WHAT TO PRODUCE: In the records below, reproduce everything from the line containing "request: give the outline of every instance of the white throw" through the line containing "[[[216,239],[228,215],[154,205],[153,239]]]", including the request lines, and add 120 to every coordinate in the answer outlines.

RECORDS FOR PROCESSING:
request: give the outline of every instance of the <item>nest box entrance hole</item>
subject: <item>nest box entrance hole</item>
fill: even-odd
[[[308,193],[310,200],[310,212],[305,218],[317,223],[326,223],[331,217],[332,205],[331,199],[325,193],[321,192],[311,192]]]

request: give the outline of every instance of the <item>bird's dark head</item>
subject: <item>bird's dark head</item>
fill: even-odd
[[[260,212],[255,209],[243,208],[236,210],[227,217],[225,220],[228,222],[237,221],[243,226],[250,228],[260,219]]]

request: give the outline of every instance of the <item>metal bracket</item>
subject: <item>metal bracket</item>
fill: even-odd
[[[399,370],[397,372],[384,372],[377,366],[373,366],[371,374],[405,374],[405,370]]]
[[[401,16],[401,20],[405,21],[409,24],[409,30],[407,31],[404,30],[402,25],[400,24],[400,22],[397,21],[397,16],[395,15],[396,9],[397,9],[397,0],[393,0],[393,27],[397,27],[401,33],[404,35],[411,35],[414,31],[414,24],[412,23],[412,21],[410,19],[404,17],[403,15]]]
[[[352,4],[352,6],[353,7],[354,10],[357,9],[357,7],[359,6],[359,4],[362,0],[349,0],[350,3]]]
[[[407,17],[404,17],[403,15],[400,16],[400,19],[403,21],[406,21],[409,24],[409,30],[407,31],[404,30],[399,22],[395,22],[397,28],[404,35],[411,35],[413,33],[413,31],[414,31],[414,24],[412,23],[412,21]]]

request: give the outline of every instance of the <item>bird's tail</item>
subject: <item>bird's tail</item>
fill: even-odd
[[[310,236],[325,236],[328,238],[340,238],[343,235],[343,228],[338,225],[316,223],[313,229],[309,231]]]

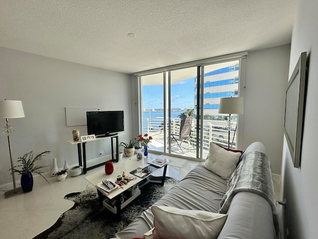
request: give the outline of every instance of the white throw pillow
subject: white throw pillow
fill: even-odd
[[[226,150],[211,142],[209,154],[202,166],[228,180],[237,167],[241,155],[239,152]]]
[[[216,239],[228,215],[154,205],[153,239]]]

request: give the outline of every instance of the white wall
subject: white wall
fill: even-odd
[[[58,166],[64,160],[78,163],[77,147],[67,142],[72,130],[86,135],[86,125],[67,127],[65,107],[96,107],[101,110],[123,110],[126,137],[131,135],[130,76],[26,52],[0,47],[0,99],[21,100],[25,118],[11,119],[11,134],[15,165],[17,157],[31,150],[52,151],[42,165]],[[4,120],[0,120],[1,125]],[[1,131],[2,131],[1,130]],[[119,142],[126,139],[120,136]],[[111,153],[110,140],[86,144],[87,159]],[[109,156],[110,155],[109,155]],[[0,185],[12,182],[7,138],[0,134]],[[51,167],[44,171],[50,171]],[[16,179],[19,179],[16,174]]]
[[[278,174],[281,172],[290,51],[290,45],[286,45],[249,52],[243,88],[242,148],[253,142],[262,142],[272,172]]]
[[[290,76],[300,54],[307,52],[308,81],[301,166],[294,168],[284,140],[282,189],[282,198],[286,201],[285,221],[290,238],[310,239],[317,238],[318,235],[318,1],[301,1],[293,29],[289,67]]]

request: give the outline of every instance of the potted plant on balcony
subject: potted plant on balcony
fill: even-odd
[[[20,162],[21,164],[14,166],[12,170],[13,172],[16,172],[19,174],[21,174],[21,186],[25,193],[31,191],[33,188],[33,177],[32,173],[37,173],[45,179],[45,181],[48,183],[50,184],[47,179],[45,178],[45,177],[43,176],[44,173],[40,170],[49,165],[36,166],[34,165],[34,163],[36,161],[41,158],[40,156],[50,152],[50,151],[45,151],[33,158],[33,151],[31,151],[26,153],[22,157],[18,158],[19,159],[17,160],[17,162]],[[21,168],[17,168],[19,167]]]
[[[124,147],[124,153],[126,157],[131,157],[135,153],[135,146],[137,144],[138,142],[134,139],[131,139],[129,142],[126,143],[121,142],[120,145]]]

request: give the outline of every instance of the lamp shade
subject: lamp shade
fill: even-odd
[[[20,101],[0,101],[0,118],[22,118],[24,112]]]
[[[242,97],[225,97],[220,99],[219,114],[243,114],[244,102]]]

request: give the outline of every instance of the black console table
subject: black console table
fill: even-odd
[[[105,138],[110,138],[111,142],[111,159],[113,162],[118,162],[118,136],[123,135],[123,133],[118,133],[116,134],[114,134],[113,135],[107,136],[106,137],[95,137],[95,139],[92,139],[91,140],[86,141],[84,142],[82,142],[80,140],[79,141],[74,141],[74,140],[68,140],[68,142],[72,144],[77,144],[78,145],[78,154],[79,155],[79,165],[83,167],[83,173],[84,174],[86,174],[87,170],[90,169],[92,169],[93,168],[97,168],[97,167],[99,167],[100,166],[102,166],[105,164],[105,162],[100,163],[98,164],[96,164],[95,165],[92,166],[91,167],[88,167],[88,168],[86,166],[86,143],[91,142],[92,141],[96,140],[100,140],[101,139],[104,139]],[[114,139],[116,139],[116,158],[115,160],[114,158],[114,147],[113,147],[113,141]],[[81,144],[81,148],[80,145]]]

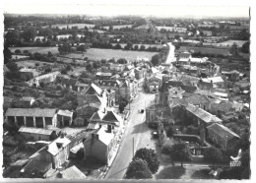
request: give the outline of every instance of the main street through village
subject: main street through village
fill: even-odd
[[[139,109],[146,109],[147,106],[154,102],[154,99],[155,94],[141,92],[139,93],[139,97],[131,102],[131,113],[128,119],[128,125],[126,127],[123,141],[113,163],[109,167],[105,179],[124,178],[127,167],[133,158],[133,150],[135,152],[136,150],[140,148],[147,148],[147,146],[149,146],[148,142],[149,140],[152,140],[148,138],[148,141],[144,141],[145,137],[149,137],[149,131],[151,131],[145,123],[146,112],[142,114],[138,111]]]

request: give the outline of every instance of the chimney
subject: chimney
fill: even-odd
[[[111,125],[107,125],[107,133],[111,133],[111,132],[112,132]]]
[[[59,171],[58,174],[57,174],[57,177],[58,177],[58,178],[63,178],[62,172]]]

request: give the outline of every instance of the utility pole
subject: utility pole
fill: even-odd
[[[133,137],[133,157],[134,157],[134,137]]]

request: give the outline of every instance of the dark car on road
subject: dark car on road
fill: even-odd
[[[144,113],[144,109],[140,109],[139,112],[143,114]]]

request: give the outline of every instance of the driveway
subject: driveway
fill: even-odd
[[[136,150],[140,148],[149,148],[154,146],[154,143],[152,143],[151,140],[152,131],[145,123],[146,112],[143,114],[138,112],[139,109],[145,109],[149,106],[154,99],[155,94],[140,92],[139,97],[131,103],[131,114],[123,136],[121,147],[105,176],[105,179],[123,179],[127,167],[133,158],[133,150],[135,152]]]

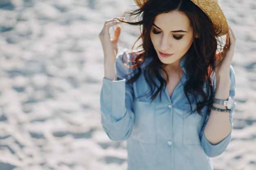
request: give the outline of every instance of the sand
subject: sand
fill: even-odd
[[[214,166],[256,170],[256,1],[219,1],[238,38],[237,106],[232,141]],[[126,169],[126,142],[111,141],[100,123],[98,35],[134,4],[0,1],[0,170]],[[137,37],[121,26],[119,50]]]

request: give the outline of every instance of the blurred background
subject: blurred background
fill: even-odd
[[[219,2],[238,38],[237,106],[232,141],[214,166],[256,170],[256,1]],[[0,0],[0,170],[126,169],[125,142],[110,141],[100,123],[98,35],[134,5]],[[120,51],[138,36],[138,28],[121,27]]]

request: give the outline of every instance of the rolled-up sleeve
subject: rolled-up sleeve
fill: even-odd
[[[230,67],[229,75],[231,83],[229,90],[229,96],[234,99],[236,93],[236,80],[234,70],[232,66]],[[233,129],[232,113],[235,108],[235,106],[236,103],[235,102],[231,111],[229,112],[229,121],[231,125],[231,132],[232,129]],[[205,125],[209,118],[209,115],[207,115],[207,117],[204,125],[201,130],[201,145],[206,155],[209,157],[215,157],[221,154],[227,147],[231,139],[231,132],[227,137],[218,144],[212,144],[206,139],[204,132]]]
[[[122,53],[117,58],[119,76],[124,75],[128,70],[121,62]],[[127,139],[133,125],[132,86],[126,82],[125,79],[120,77],[117,81],[103,78],[100,96],[101,124],[110,138],[115,141]]]

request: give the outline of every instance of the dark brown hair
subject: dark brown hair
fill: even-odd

SOLVED EXERCISE:
request: give the outline of every instance of the white throw pillow
subject: white throw pillow
fill: even-odd
[[[346,270],[331,262],[329,274],[322,286],[348,300],[357,287],[361,275],[359,272]]]
[[[336,359],[348,335],[274,325],[273,359]]]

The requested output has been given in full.